◆ Aim: Copy the entries below exactly. Images do not belong in the copy.

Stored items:
-*-
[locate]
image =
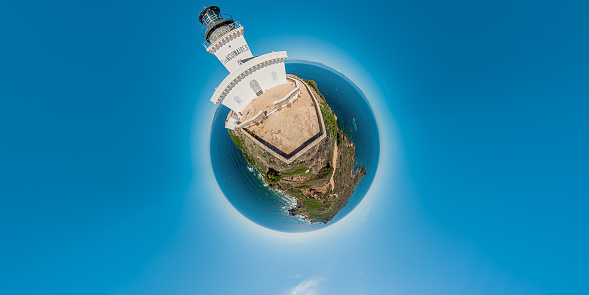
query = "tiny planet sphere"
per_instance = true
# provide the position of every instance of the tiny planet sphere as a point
(261, 195)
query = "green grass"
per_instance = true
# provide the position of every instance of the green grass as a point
(314, 86)
(273, 178)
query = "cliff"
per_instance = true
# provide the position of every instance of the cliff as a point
(322, 179)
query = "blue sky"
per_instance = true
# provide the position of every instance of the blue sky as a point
(106, 185)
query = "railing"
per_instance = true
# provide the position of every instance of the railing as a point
(206, 44)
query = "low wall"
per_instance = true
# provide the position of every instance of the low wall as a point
(253, 120)
(313, 141)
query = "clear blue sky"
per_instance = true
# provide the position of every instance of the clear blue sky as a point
(105, 179)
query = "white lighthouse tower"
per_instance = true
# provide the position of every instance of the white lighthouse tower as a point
(249, 76)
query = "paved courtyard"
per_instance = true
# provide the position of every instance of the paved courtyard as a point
(290, 127)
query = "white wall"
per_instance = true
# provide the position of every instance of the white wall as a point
(243, 90)
(232, 51)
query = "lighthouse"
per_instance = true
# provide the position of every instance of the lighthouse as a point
(249, 76)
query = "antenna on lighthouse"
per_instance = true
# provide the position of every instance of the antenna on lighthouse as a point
(215, 24)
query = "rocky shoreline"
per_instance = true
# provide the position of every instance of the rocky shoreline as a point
(322, 179)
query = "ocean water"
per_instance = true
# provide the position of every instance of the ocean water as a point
(244, 187)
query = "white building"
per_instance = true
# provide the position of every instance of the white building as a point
(249, 76)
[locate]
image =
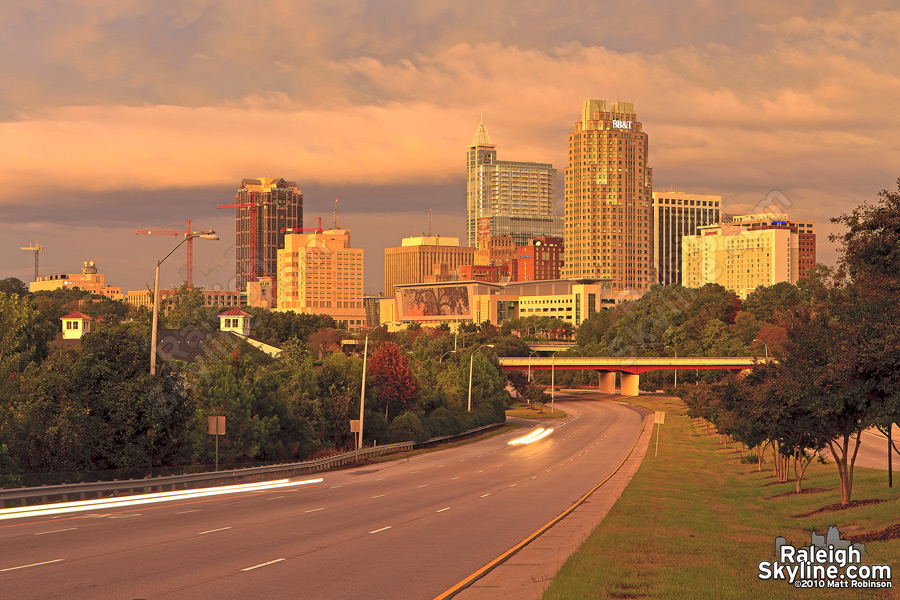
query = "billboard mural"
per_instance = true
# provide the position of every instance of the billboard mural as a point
(435, 302)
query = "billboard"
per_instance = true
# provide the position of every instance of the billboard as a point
(434, 302)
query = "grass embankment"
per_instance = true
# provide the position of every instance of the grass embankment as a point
(533, 411)
(695, 522)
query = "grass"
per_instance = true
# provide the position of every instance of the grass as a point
(533, 411)
(695, 522)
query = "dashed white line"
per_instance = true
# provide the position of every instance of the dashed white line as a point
(46, 562)
(213, 530)
(56, 531)
(271, 562)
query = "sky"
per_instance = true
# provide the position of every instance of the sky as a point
(118, 115)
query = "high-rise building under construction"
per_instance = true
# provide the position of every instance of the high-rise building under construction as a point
(263, 209)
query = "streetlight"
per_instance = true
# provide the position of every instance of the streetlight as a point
(362, 394)
(472, 364)
(676, 366)
(209, 235)
(764, 344)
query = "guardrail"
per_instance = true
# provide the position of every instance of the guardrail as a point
(84, 491)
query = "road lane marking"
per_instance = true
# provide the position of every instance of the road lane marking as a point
(56, 531)
(46, 562)
(271, 562)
-*-
◆ Correct answer:
[locate]
image =
query = "tiny planet sphere"
per_instance = true
# provide the position of every instance of the tiny planet sphere as a point
(261, 195)
query = "green grass"
per_instance = true
# provide the position of every instance of the green grass as a point
(314, 86)
(273, 178)
query = "cliff"
per_instance = true
# provide the position of every instance of the cliff as a point
(322, 179)
query = "blue sky"
per_instance = true
# provide the position of every instance of the blue sky as a point
(106, 185)
query = "railing"
per_instance = true
# provide the position of every instance of the railing as a point
(206, 44)
query = "low wall"
per_instance = true
# provide the position of every instance of the low wall as a point
(253, 120)
(313, 141)
query = "clear blue sky"
per_instance = true
# provide the position of every instance of the clear blue sky as a point
(105, 179)
query = "white lighthouse tower"
per_instance = true
# provide the position of every instance of the white lighthouse tower as a point
(249, 76)
query = "paved courtyard"
per_instance = true
# provide the position of every instance of the paved courtyard as a point
(290, 127)
query = "white wall"
per_instance = true
# provide the position of every instance of the white wall as a point
(243, 90)
(232, 51)
query = "lighthouse"
per_instance = true
# provide the position of every instance of the lighthouse as a point
(249, 76)
query = "antenna on lighthouse"
per_instance = true
# provide the position of every instance of the antenna on lighthouse as a point
(215, 24)
query = "rocky shoreline"
per_instance = true
# provide the position of every instance of the rocky shoreline as a point
(322, 179)
query = "ocean water"
per_instance = true
# provide the position of every instance of the ocean water as a point
(244, 187)
query = "white building"
per_instance = true
# provide the position of every instance of the white building as a point
(249, 76)
[locate]
image =
query = "billboard mural"
per_instance = true
# provide the position of every instance of the billboard mural as a point
(435, 302)
query = "billboard"
per_instance = true
# provide the position of every instance of the billboard as a point
(434, 302)
query = "grass embankment"
per_instance = true
# provide the position of every instance of the grass embankment as a point
(533, 411)
(695, 522)
query = "grass"
per_instance = true
# provide the position of every instance of the grass as a point
(533, 411)
(695, 522)
query = "dashed white line"
per_instance = true
# provide the position of every instance of the dashed white line as a point
(46, 562)
(213, 530)
(56, 531)
(271, 562)
query = "sky"
per_instance = true
# provide the position of every instance of the sky as a point
(118, 115)
query = "high-rise building under construction"
per_instance = true
# provide the position of every instance of the high-rise building under construction as a point
(263, 209)
query = "streetlight"
per_instance = true
# provide the position of every instance of the streetlight as a point
(362, 394)
(472, 364)
(676, 366)
(209, 235)
(764, 344)
query = "guardrail"
per_instance = true
# provide the position of every instance of the guardrail as a point
(84, 491)
query = "road lane marking"
per_instance = true
# provide the position of every instance of the road lane marking as a point
(56, 531)
(46, 562)
(271, 562)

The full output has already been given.